» **STATED PROBLEM 1**: How many lines of the records contain the string "panel", with case counting? Reply with the number only.

═════ TEXT SECTION ═════

Opinion
No. 298002
01-03-2012
UNPUBLISHED
Wayne Circuit Court LC No. 08-104184-CZ
Before: SHAPIRO, P.J., and WHITBECK and GLEICHER, JJ. PER CURIAM.
Defendants Alpine Realty Now, Inc. (Alpine), Patrick Shaw (Shaw) and Donna Danyo (Danyo), appeal as of right a final judgment in favor of plaintiffs, Kasey, Inc., Karl Samuels, Jr. (Karl) and Christina Samuels (Christina), in this multifaceted civil case regarding the sale of the Tree House Bar and Grill. On appeal, defendants argue that (1) the evidence was insufficient to find defendants liable for breach of contract, (2) the evidence was insufficient to find Danyo liable for any claim, (3) the evidence was insufficient to find that Shaw and Danyo engaged in a civil conspiracy, (4) the evidence was insufficient to find that defendants engaged in concerted action designed to breach fiduciary duties owed to plaintiffs, and (5) the exemplary damages award was excessive and not supported by the evidence. We affirm.
I. FACTS
In 2006, Plaintiffs decided to list the Tree House Bar and Grill for sale. Kasey, Inc. entered into a listing agreement with Alpine, and agreed that the asking price for the bar would be $350,000. The agreement was signed by Shaw and Christina. Shaw found one couple interested in purchasing the bar, John and Yvonne Wornell. The Wornells offered to purchase the real property and the business for $330,000. When Shaw presented the Wornells' written offer to plaintiffs, he told them that they "wouldn't be able to get any more, that that's all the Wornells had, they couldn't afford to pay any more," and dissuaded the Samuels from making a counter-offer. Plaintiffs then accepted the offer and signed a preliminary purchase agreement. The preliminary purchase agreement, which was signed by both Shaw and Danyo in addition to Yvonne and Christina, stated "[t]here are not other hidden oral or other representations between the broker and any of the parties herein."

═════ ROWS ═════

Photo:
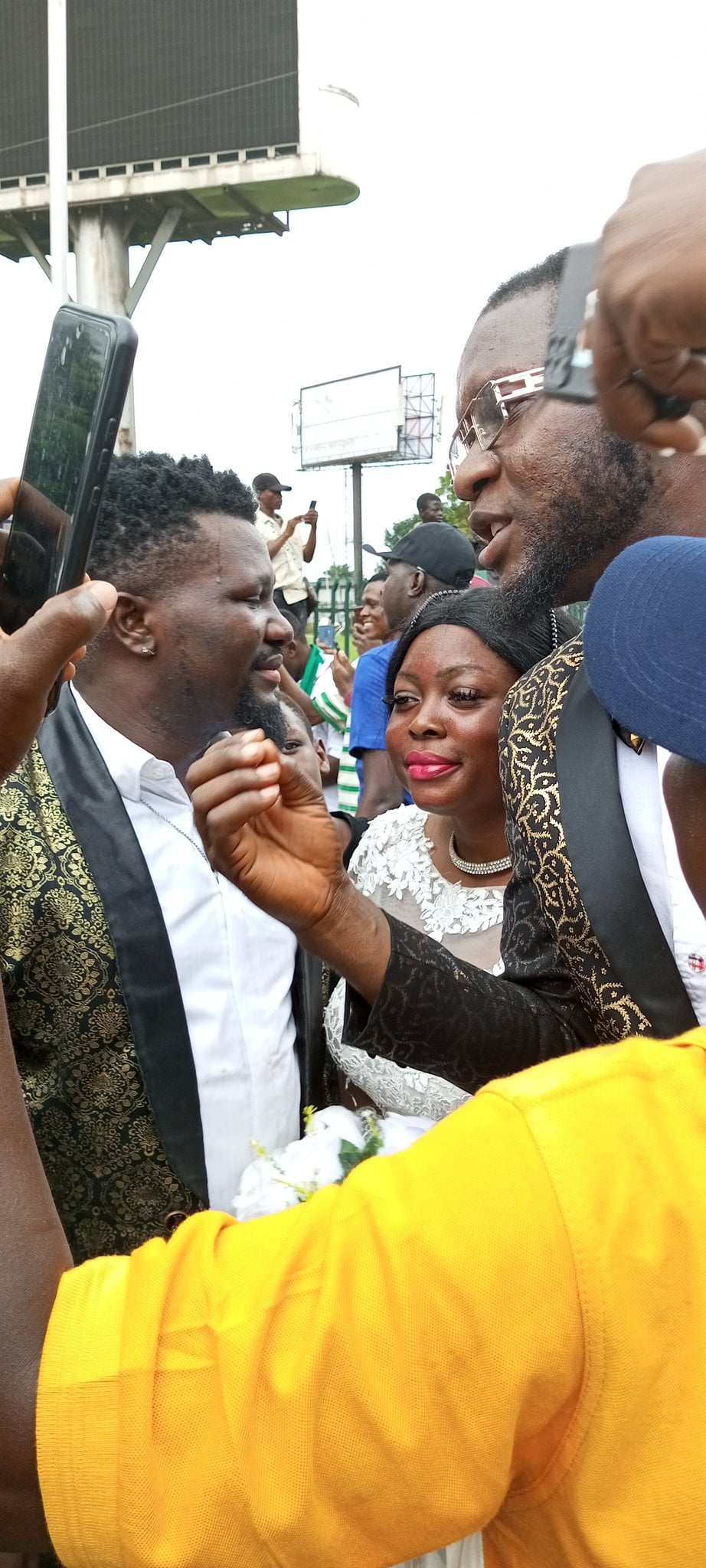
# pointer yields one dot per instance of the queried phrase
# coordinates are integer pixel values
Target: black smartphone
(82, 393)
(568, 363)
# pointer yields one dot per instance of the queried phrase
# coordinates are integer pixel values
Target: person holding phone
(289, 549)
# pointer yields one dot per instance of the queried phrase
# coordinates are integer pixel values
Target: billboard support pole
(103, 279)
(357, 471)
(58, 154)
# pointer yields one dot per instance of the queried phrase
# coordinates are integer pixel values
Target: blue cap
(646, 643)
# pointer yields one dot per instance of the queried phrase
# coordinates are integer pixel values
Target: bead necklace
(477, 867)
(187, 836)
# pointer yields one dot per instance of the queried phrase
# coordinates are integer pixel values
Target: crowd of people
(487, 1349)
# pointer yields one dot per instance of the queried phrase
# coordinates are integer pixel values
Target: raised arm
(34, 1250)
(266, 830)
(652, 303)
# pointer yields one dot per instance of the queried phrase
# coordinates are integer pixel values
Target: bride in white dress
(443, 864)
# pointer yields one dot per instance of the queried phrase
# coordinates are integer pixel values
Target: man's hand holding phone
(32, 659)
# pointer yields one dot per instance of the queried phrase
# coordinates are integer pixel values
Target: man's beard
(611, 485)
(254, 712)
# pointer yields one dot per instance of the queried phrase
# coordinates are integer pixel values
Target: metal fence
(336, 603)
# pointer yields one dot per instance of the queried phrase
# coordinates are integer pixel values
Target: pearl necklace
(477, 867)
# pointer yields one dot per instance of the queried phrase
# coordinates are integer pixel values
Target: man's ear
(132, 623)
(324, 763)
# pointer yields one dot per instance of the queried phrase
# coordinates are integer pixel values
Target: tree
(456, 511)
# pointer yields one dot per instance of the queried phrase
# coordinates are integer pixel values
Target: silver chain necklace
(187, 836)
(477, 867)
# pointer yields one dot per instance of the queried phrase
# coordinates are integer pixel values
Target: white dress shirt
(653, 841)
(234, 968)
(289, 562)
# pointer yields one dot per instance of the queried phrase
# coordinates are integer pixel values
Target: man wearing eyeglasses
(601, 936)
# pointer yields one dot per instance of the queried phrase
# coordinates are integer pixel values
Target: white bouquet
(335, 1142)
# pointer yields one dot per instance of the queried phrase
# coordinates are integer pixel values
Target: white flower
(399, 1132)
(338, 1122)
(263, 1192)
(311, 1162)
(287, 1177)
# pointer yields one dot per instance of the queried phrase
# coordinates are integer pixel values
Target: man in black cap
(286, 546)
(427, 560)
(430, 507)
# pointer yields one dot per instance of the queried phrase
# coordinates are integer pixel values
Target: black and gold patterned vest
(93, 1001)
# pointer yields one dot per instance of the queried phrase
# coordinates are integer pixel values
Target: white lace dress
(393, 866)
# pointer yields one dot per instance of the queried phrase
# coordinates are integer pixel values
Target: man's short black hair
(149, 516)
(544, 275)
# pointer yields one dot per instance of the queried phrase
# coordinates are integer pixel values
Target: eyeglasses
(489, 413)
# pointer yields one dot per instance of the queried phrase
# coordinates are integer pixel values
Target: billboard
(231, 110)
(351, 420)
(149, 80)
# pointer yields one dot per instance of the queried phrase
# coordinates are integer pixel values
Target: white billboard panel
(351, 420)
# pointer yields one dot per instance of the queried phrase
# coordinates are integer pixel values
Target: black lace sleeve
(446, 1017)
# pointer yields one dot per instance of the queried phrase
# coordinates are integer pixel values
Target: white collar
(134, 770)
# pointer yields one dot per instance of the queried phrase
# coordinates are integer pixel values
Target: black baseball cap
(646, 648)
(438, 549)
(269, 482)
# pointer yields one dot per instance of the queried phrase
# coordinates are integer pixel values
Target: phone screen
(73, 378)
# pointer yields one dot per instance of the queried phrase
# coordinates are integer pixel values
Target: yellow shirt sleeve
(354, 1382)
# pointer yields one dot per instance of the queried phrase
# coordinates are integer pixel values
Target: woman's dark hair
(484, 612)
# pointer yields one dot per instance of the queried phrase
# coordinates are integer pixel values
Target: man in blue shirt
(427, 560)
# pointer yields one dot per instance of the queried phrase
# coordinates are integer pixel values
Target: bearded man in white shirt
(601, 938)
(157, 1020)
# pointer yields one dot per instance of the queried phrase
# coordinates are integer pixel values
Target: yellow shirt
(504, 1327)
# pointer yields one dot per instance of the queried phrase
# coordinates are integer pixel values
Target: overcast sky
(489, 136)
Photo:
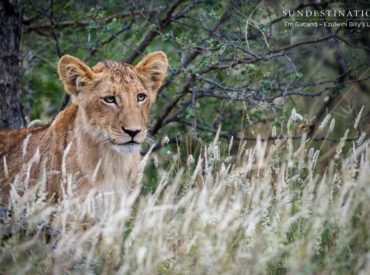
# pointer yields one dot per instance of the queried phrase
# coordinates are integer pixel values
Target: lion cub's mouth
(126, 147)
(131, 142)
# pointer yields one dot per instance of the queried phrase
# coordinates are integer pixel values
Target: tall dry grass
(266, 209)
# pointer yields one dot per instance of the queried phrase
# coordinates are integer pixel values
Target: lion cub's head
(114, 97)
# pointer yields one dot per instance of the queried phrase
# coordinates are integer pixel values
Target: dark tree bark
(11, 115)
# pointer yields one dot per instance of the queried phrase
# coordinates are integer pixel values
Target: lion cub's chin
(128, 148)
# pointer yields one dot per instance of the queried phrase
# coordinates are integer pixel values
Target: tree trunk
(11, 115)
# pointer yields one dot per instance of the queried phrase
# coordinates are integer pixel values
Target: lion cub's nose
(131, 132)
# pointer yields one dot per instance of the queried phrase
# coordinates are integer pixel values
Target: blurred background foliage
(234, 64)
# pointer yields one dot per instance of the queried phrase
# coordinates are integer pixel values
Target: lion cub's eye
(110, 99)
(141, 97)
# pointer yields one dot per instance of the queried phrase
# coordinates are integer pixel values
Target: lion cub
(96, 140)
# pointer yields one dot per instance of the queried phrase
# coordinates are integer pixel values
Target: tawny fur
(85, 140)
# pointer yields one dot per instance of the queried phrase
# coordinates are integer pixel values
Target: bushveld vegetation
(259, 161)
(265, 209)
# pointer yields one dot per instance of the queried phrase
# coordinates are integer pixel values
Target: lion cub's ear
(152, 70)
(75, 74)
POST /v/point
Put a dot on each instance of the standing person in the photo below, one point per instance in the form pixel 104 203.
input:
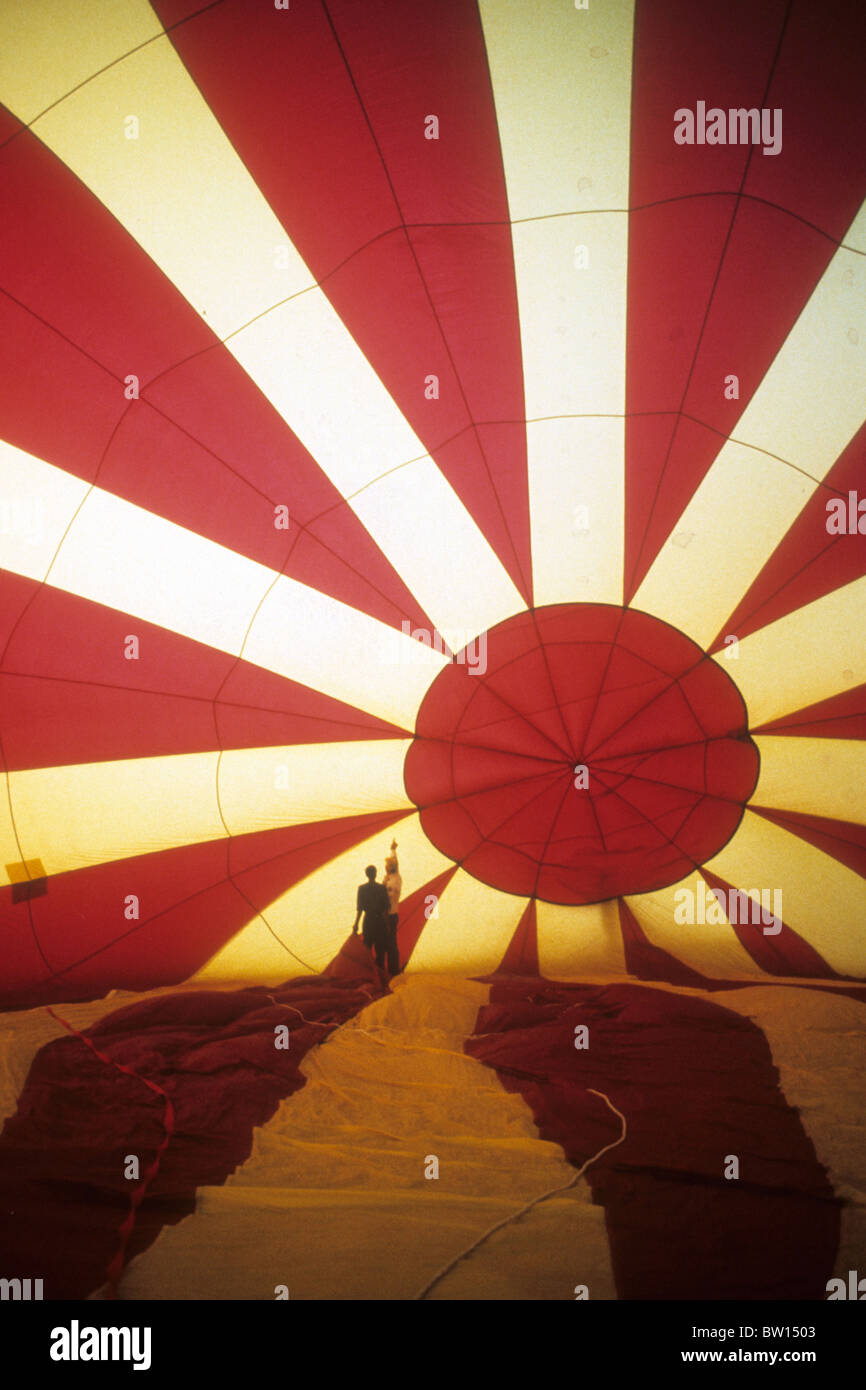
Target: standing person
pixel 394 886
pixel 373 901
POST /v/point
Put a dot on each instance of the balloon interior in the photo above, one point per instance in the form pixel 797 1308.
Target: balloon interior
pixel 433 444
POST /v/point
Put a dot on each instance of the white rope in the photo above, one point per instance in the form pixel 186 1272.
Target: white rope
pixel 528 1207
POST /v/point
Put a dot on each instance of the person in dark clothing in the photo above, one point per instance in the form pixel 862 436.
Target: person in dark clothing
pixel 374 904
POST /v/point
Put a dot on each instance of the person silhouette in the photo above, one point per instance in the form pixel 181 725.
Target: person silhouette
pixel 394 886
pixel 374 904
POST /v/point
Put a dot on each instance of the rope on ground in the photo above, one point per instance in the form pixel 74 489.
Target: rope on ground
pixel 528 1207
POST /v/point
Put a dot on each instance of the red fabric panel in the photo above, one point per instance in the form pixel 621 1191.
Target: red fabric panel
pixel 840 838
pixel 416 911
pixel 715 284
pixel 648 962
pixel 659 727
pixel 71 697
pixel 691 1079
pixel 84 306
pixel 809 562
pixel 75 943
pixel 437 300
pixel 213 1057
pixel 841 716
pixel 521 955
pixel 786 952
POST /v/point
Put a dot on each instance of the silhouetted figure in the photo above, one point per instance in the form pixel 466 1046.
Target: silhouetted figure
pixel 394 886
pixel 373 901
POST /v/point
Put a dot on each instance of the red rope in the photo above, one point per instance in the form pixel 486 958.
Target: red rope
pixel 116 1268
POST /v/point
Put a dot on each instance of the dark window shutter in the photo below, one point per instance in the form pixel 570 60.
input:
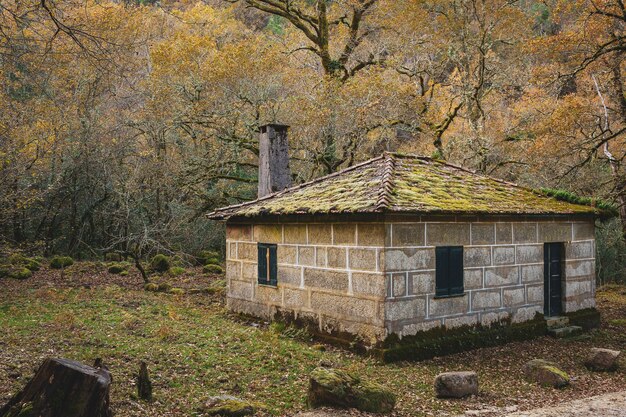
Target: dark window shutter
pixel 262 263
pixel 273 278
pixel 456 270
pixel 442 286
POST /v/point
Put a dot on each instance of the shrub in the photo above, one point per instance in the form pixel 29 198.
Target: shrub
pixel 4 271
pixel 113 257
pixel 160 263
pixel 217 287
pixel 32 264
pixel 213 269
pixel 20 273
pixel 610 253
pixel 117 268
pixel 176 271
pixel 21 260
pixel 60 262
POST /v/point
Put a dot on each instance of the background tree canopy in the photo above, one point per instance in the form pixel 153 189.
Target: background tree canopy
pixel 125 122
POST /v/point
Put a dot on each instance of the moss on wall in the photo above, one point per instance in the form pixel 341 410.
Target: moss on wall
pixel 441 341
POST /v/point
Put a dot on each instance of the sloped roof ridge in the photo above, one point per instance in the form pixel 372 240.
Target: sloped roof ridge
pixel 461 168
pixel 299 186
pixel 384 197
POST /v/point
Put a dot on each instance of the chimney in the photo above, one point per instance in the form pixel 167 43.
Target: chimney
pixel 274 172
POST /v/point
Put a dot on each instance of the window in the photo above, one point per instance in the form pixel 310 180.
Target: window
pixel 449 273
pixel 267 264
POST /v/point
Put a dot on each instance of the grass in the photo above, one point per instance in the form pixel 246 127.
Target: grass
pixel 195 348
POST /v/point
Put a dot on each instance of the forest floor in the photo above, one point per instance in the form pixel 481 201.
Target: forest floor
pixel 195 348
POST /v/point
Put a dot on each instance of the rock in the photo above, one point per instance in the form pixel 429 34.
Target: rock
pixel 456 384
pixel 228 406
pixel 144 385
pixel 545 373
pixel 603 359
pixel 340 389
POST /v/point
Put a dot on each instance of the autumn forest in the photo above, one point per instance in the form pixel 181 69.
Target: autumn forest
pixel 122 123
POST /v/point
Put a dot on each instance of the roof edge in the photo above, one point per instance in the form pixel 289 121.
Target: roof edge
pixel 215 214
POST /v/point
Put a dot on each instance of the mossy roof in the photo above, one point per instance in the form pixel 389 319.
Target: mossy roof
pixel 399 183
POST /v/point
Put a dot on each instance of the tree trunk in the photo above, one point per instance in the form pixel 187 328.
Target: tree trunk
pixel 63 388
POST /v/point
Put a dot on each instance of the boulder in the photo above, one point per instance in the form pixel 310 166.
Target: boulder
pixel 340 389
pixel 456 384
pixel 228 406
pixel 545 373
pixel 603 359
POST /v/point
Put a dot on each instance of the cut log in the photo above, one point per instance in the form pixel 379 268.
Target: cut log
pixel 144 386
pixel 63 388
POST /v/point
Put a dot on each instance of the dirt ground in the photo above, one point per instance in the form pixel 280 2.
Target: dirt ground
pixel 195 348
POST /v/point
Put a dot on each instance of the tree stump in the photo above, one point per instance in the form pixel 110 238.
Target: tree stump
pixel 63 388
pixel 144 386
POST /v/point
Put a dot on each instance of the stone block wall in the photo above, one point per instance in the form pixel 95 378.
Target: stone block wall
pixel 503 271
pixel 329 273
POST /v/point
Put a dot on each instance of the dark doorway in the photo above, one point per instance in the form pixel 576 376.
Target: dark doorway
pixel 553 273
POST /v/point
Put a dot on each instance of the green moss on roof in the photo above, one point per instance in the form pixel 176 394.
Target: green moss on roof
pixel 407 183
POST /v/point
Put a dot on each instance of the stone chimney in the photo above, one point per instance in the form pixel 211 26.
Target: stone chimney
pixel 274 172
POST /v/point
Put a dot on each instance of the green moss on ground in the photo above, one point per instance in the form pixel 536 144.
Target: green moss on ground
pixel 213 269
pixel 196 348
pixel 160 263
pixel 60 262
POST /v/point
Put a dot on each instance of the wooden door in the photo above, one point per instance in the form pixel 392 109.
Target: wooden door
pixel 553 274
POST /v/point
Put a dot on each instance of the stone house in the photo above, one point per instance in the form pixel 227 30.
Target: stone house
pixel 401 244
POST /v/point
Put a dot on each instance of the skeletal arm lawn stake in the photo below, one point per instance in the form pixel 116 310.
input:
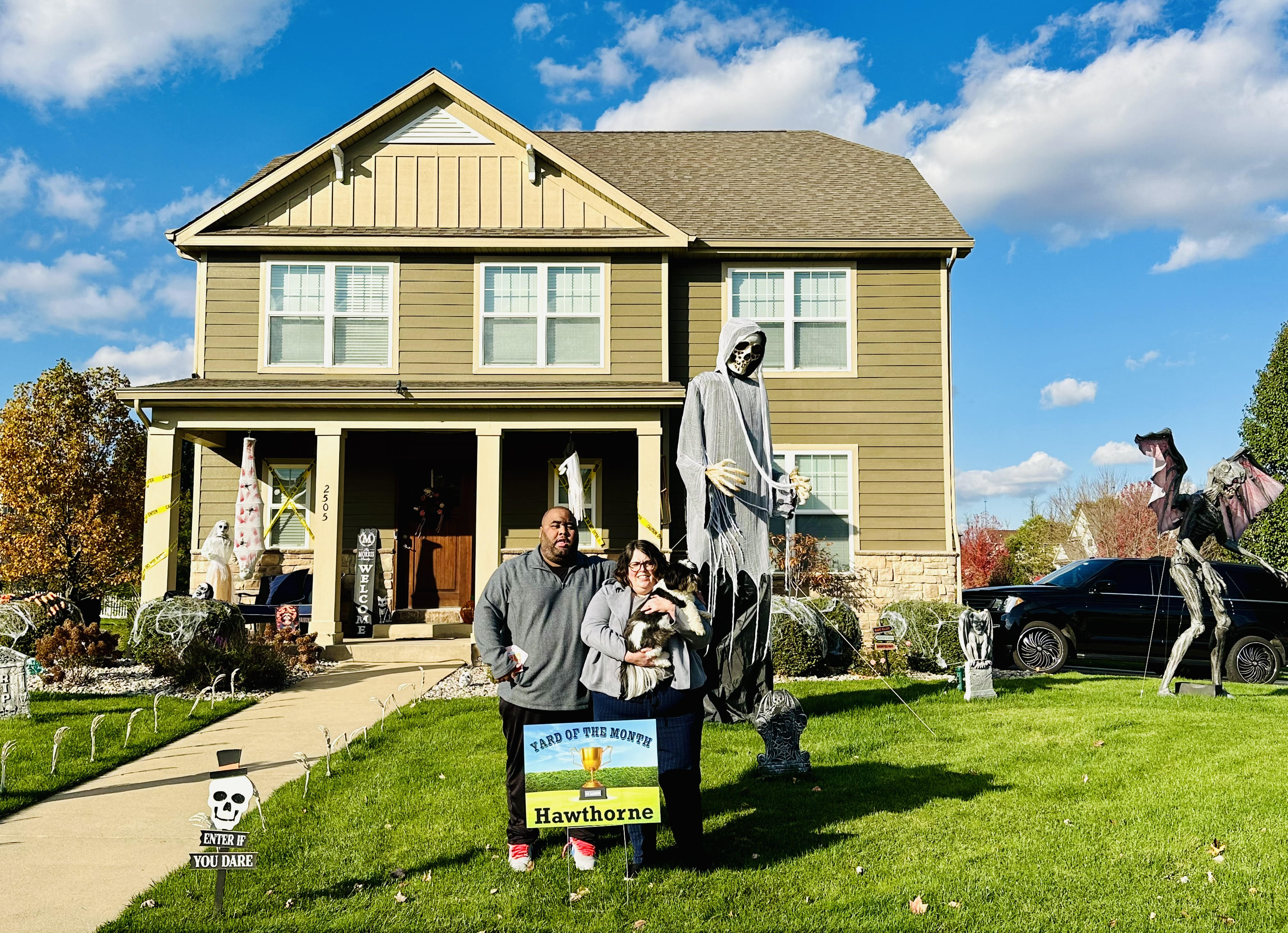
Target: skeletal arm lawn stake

═════

» **STATED PROBLEM 2**: According to the court opinion, how much did the Wornells offer to pay for the real property and the business?

» **CORRECT OUTPUT 1**: 3

» **CORRECT OUTPUT 2**: $330,000